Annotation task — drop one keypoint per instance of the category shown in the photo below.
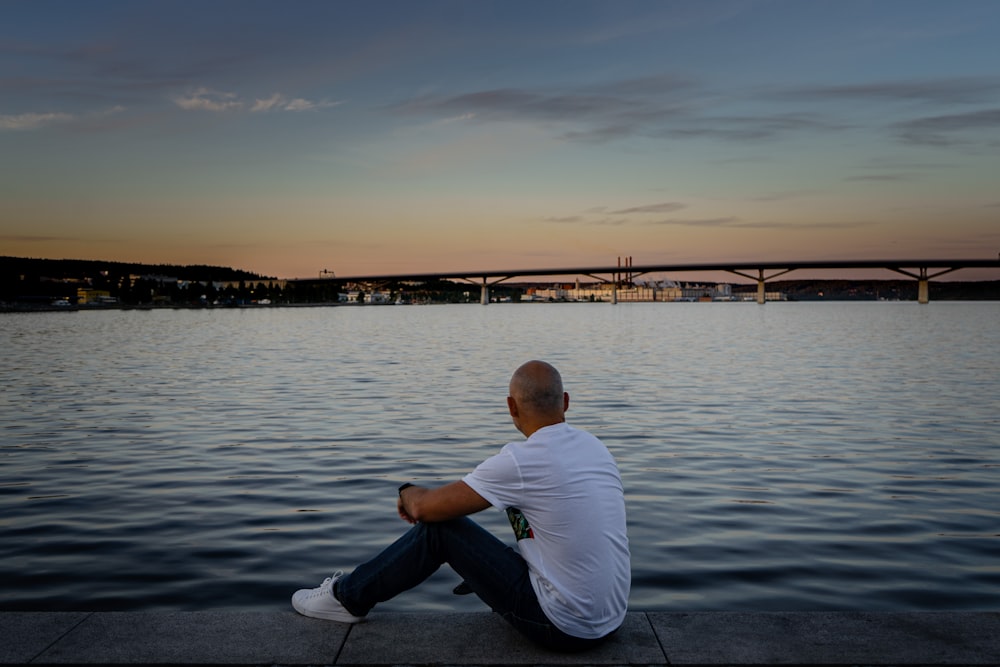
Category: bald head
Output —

_ _ _

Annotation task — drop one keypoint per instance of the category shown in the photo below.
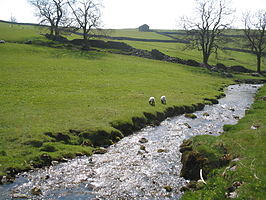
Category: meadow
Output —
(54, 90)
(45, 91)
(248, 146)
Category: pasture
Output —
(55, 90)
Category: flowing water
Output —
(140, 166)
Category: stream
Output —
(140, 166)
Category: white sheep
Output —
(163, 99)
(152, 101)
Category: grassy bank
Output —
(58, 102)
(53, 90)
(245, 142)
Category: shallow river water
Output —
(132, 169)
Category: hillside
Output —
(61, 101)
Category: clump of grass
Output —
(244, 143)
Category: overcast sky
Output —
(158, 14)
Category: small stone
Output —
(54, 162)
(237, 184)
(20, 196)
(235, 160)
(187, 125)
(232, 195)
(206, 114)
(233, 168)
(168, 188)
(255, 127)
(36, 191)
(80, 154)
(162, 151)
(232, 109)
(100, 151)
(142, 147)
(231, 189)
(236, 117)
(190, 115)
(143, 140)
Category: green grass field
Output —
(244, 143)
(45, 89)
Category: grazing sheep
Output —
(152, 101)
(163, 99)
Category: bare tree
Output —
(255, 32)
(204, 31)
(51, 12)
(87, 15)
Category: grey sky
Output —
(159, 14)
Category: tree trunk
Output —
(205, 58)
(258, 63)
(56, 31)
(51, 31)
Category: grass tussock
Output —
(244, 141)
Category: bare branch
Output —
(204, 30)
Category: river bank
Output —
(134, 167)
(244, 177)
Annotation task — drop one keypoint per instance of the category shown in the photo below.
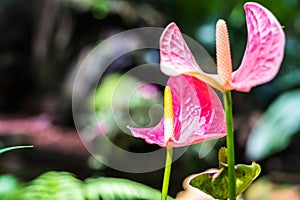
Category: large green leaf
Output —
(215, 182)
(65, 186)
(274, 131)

_ _ _

§ PROBLEM DESCRIPTION
Only lines of the data holding the word "bank" go in the answer. Please copy each of them.

§ REPLY TO THE TASK
Category: grassy bank
Category: river bank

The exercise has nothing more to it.